Silencier et licencier
Rapprocher, ainsi, ces deux mots voisins, silencier et licencier, c’est un peu plus qu’un jeu de mots. Licencier et silencier ont les mêmes sons, la même musique (ou, plutôt : la même absence de musique). La musique des mots dit ce qui, en eux, va au-delà du sens, ce qui en appelle à notre inconscient, à notre voix inconsciente qui scande notre parole consciente. Le lien des sons entre silencier et licencier permet de mieux comprendre la signification de silencier. En effet, en privant de voix et de parole, le pouvoir prive d’identité. Mais c’est aussi cela, licencier, c’est faire perdre à l’autre l’identité qui lui était reconnue, dont il était porteur grâce à son travail et à son emploi. Dans le silenciement, c’est de l’identité qu’il est question. Il s’agit de nous faire perdre notre identité politique, de même que le licenciement nous fait perdre notre identité de travailleuse ou de travailleur. L’identité est toujours affaire de reconnaissance. C’est la reconnaissance de l’autre qui nous donne notre identité, qui la construit, qui la façonne. Encore la vieille histoire du miroir dans lequel nous nous reconnaissons à la manière de l’autre. Mais c’est notre voix et notre parole que l’autre ne peut plus reconnaître (ou plutôt : ne veut plus reconnaître) en nous silenciant. Nous ne parlons plus seulement de politique, ici - ou plutôt nous parlons d’un domaine qui va bien au-delà du politique. Nous parlons de la perte d’identité, c’est-à-dire de la folie. Nous savons tous que, quand nous sommes privés d’identité, y compris quand nous sommes licenciés de notre emploi, nous pouvons basculer dans la folie. Dans ce mot nouveau, silencier, c’est aussi de folie qu’il est question. Depuis le début de cette « crise », le pouvoir fait errer le pays dans la mort dans la folie.
-*-*-
● **CONSIGNES**:
**1.** D'après le texte sur silencier et licencier, qu'est-ce qui nous donne notre identité ?
**2.** Poursuivez le texte sur silencier et licencier après sa dernière phrase.
-*-*-
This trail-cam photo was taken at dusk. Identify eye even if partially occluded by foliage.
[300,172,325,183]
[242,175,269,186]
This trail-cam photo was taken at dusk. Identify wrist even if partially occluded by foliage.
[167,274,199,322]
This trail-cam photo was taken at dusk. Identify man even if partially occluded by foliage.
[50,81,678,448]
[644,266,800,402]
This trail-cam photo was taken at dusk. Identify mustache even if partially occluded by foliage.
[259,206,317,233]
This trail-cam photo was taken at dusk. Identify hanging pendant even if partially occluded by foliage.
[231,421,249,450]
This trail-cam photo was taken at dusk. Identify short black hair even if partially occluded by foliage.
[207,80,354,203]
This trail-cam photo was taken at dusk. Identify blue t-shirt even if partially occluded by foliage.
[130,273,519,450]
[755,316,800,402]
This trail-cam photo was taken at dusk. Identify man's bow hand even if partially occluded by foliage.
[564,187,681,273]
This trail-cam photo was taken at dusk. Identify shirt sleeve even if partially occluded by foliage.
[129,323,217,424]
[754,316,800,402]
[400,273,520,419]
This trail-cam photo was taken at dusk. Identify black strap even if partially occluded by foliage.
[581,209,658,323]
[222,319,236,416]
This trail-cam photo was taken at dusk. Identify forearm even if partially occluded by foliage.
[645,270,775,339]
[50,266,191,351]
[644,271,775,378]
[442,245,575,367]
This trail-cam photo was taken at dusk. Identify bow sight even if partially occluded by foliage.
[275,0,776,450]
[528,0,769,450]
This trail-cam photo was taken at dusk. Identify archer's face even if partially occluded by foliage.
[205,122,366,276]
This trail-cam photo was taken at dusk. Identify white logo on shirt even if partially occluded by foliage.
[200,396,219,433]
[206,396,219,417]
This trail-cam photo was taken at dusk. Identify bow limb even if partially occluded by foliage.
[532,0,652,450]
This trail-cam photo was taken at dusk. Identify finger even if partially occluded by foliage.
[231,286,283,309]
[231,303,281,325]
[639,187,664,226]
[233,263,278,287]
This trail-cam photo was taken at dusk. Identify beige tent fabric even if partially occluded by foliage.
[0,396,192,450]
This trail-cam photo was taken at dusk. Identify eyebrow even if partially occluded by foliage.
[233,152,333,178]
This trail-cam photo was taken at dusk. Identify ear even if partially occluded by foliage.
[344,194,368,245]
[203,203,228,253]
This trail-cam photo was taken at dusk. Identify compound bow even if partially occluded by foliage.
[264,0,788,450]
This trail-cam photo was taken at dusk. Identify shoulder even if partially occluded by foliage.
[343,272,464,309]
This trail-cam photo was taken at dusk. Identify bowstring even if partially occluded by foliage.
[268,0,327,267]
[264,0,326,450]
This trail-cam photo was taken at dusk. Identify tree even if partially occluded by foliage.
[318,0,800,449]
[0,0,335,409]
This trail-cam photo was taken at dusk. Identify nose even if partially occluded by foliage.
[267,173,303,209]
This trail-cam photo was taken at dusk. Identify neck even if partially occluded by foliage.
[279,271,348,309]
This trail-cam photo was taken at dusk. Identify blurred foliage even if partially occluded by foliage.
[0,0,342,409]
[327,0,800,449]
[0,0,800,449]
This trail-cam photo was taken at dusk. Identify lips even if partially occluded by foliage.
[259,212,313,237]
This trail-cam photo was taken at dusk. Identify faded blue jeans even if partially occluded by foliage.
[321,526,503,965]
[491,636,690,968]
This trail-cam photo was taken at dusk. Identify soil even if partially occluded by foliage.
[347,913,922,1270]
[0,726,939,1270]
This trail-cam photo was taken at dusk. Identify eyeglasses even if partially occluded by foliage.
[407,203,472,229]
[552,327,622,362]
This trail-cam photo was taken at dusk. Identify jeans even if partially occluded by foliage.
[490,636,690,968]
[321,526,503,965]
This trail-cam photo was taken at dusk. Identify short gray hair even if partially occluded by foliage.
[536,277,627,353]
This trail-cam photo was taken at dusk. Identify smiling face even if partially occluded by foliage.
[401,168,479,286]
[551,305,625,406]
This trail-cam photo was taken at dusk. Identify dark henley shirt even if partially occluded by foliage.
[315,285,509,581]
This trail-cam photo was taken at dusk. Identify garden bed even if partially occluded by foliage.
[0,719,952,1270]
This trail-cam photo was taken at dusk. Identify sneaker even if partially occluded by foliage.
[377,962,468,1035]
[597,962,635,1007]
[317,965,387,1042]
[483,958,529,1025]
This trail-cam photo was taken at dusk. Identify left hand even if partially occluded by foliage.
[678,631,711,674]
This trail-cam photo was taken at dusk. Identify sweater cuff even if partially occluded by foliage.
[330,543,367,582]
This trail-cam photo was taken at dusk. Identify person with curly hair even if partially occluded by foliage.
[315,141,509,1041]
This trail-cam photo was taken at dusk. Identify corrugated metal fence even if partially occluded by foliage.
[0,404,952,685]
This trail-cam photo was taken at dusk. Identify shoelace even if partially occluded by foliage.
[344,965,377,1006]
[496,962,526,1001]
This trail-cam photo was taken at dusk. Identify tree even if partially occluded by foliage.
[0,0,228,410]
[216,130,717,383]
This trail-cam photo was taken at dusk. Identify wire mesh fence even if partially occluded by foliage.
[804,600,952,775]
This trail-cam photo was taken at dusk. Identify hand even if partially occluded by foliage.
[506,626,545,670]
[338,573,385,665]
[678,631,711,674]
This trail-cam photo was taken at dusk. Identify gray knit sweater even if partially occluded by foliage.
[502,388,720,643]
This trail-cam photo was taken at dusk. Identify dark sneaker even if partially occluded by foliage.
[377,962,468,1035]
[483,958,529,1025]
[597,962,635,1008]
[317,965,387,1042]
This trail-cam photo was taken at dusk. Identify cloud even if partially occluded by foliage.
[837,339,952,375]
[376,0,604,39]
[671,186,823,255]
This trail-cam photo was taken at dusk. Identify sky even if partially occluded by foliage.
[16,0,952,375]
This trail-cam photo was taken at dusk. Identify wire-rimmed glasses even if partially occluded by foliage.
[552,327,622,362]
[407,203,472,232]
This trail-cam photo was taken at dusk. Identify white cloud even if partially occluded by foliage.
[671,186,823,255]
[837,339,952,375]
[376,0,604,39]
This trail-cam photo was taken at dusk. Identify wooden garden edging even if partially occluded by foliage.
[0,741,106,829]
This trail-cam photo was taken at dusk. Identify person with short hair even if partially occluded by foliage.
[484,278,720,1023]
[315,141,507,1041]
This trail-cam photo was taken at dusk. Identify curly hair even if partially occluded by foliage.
-*-*-
● **RÉPONSES ATTENDUES**:
**1.** La reconnaissance de l'autre.

**2.**
Le silence en politique
C’est bien cela, le problème. Qu’est-ce que le silence ? Le silence, c’est la fin de la parole, et, donc, de l’identité, mais, par là même, c’est la fin du débat, au, au-delà, la fin du politique. Pascal, encore : « Le silence éternel de ces espaces infinis m’effraie ». C’est une belle phrase des Pensées, ce serait même un beau vers. Mais il y a autre chose : il y a cette signification réelle. Le silence est infini et il fait peur. Silencier, c’est situer dans un monde sans limites. C’est bien le problème du pouvoir macronien : comme ces enfants qui ne savent pas encore ce qu’est la loi et qui essaient de l’apprendre en allant jusqu’au bout pour apprendre à situer la frontière entre le permis et l’interdit, le pouvoir macronien ignore la loi. En nous silenciant, il tente de s’affranchir des frontières qui limitent ses projet, ses propos, ses actions. Le pouvoir macronien tente d’éteindre la parole de l’autre pour pouvoir étendre son pouvoir à l’infini - ou plutôt : pou pouvoir se donner l’illusion que son pouvoir est infini. C’est qu’il ne s’agit que d’un fantasme. Depuis son élection, Emmanuel Macron vit dans le fantasme d’un pouvoir infini en ignorant le peuple. Mais nous devons aller plus loin. Le silence infini effraie. Il y a de l’angoisse dans le silence, parce qu’en ignorant la parole de l’autre, on finit par ignorer la sienne propre. C’est le politique tout entier qui devient fou dans le silence, parce que le politique, c’est toujours de la parole. En politique, le silence n’est pas autre chose que l’absence de parole et, ainsi, l’absence de signification. Peut-être la preuve de sa folie est-elle que le pouvoir ne se rend pas compte qu’en nous silenciant, il finit par prendre le risque de se silencier lui-même. Depuis qu’il est au pouvoir, comme cela a été dit plusieurs fois, y compris ici même, Emmanuel Macron mène une politique de mort. La censure de la parole est la fin du débat, et, ainsi, elle est la fin du politique. Un pays sans parole est un pays mort. Silencier, c’est donner la mort.